## Required work
All lines below are to be transcribed exactly.

** Data for this exercise follows **

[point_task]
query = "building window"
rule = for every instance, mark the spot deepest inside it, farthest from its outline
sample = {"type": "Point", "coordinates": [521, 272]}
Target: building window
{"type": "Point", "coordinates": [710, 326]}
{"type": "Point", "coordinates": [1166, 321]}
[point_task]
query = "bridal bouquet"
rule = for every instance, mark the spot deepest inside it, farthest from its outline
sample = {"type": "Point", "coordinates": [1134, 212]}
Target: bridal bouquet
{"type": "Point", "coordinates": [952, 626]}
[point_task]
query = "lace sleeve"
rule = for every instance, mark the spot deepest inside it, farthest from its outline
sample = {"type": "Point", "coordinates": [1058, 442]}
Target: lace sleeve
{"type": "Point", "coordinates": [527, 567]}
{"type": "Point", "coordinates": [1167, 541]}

** End of Data for this exercise **

## Response to this task
[point_task]
query = "building window"
rule = for every instance, mark the spot deepest inside it, farthest from its outline
sample = {"type": "Point", "coordinates": [521, 272]}
Target: building window
{"type": "Point", "coordinates": [710, 326]}
{"type": "Point", "coordinates": [1166, 321]}
[point_task]
query = "bridal bouquet"
rule = for every instance, mark the spot deepest inside it, farthest from its outline
sample = {"type": "Point", "coordinates": [1134, 212]}
Target: bridal bouquet
{"type": "Point", "coordinates": [952, 626]}
[point_task]
query = "lace sleeve"
rule = for every instance, mark the spot deepest inside it, farthest from its outline
sample = {"type": "Point", "coordinates": [1058, 442]}
Target: lace sleeve
{"type": "Point", "coordinates": [527, 567]}
{"type": "Point", "coordinates": [1167, 541]}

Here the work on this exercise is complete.